*EXCERPTED PASSAGE*.
-- begin --

Monday 14 March 2016

8 - The Toric Code (part 3)

This is part of a project to get people involved with quantum error correction. See here for more info.


I'm going to guess that no-one jumps into part 3 of something without looking at part 1 and part 2. So I'll assume you know about the toric code in this post.

Summary

We have a bunch of qubits, which we call physical qubits. These are too noisy to do anything useful. To make a useful qubit, which we call a logical qubit, we put our physical qubits on a grid.


Here the physical qubits aren't just allowed choose whether to be 0 or 1 randomly. They have to follow the rules. The rules state that every white square must have an even number of 1's around it.

We want to make it relatively hard to see whether our logical qubit value is 0 or 1. We don't want some Gremlin coming along and measuring it, because he might mess up all our quantumness. So we take the physical qubits shown in blue below. Or the ones shown in green. Or any other loop that passes through blue squares and goes through the doughnut.

We just add up all the physical qubit values along one of these loops. If the answer is odd, the logical qubit value is 1. If it is even, the logical qubit is 0.

It turns out that this measures the number of loops of 1's that pass through white squares around the torus, and tells us whether it is odd or even. The examples in (a) and (b) don't have loops like this, so they come out even. If we want our logical qubit value to be 0 we could use one of these, or a whole bunch of other possibilities. The examples in (c) and (d) have one of these loops, so they come out odd. If we want our logical qubit value to be 1 we could use one of these, or a whole bunch of other possibilities.

-- end --

Point annotation records:
-- begin --

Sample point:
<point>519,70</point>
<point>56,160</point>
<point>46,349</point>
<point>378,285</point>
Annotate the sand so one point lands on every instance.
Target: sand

-- end --

*TASKS*.
(a) Reproduce the part of the toric code post starting with "Here the physical" and going on through "1's around it.".
(b) In the toric code post, what rule must every white square on the grid follow?

*RESULTS OF THE EXERCISE*.
(a)
Here the physical qubits aren't just allowed choose whether to be 0 or 1 randomly. They have to follow the rules. The rules state that every white square must have an even number of 1's around it.

(b) Every white square must have an even number of 1's around it.